[What is required] Extract every line of the records that contains the word "dirt", treating uppercase and lowercase as different.

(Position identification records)
┌──

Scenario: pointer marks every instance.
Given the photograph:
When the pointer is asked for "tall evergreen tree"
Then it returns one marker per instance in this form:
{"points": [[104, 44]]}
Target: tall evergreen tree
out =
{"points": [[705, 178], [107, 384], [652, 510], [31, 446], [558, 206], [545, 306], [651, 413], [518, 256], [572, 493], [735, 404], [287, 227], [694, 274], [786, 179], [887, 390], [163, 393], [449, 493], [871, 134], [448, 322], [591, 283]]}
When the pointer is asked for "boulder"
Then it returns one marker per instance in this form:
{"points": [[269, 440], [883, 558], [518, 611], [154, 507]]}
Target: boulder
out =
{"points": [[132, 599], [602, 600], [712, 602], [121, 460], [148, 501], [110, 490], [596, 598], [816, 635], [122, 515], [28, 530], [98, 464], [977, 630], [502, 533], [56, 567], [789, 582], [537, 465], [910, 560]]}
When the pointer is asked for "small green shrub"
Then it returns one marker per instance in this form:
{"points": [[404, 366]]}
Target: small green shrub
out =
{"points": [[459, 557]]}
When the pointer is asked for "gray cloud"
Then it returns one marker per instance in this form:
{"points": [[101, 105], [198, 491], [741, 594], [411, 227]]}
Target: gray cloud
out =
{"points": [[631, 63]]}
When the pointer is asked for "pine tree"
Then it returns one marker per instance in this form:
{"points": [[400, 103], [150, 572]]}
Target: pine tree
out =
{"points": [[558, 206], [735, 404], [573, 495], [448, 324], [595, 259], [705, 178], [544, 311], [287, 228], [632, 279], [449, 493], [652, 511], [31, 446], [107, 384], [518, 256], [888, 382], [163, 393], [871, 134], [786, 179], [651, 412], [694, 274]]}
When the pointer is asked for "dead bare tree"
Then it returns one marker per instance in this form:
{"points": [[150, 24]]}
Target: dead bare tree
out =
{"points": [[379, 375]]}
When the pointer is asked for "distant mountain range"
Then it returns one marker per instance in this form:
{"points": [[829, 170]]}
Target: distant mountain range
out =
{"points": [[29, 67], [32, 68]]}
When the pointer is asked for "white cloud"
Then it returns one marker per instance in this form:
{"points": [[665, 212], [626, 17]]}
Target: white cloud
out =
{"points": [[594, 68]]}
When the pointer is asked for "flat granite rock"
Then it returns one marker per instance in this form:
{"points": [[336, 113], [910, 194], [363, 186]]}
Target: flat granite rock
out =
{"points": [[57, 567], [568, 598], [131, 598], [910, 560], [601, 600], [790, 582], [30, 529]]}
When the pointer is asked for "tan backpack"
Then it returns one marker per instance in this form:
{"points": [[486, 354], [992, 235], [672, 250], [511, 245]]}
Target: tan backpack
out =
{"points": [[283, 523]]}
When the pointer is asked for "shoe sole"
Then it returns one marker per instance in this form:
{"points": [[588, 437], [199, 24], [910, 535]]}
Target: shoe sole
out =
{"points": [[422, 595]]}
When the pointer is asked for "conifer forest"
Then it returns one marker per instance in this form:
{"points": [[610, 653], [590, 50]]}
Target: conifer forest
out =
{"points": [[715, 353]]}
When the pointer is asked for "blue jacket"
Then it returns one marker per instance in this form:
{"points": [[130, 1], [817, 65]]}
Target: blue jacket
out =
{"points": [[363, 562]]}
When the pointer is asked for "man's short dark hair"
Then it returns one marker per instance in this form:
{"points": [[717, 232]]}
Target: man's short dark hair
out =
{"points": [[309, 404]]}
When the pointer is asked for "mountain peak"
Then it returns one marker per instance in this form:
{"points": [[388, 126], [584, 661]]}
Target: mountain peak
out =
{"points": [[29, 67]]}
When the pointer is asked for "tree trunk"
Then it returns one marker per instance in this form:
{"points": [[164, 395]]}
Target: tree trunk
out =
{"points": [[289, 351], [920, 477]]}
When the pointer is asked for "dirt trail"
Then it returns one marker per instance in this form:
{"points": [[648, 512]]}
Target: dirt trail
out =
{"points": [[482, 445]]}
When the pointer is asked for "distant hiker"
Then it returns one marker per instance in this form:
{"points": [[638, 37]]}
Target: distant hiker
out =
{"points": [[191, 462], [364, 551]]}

└──

[The completed task]
When the pointer is asked for "dirt trail"
Target: dirt trail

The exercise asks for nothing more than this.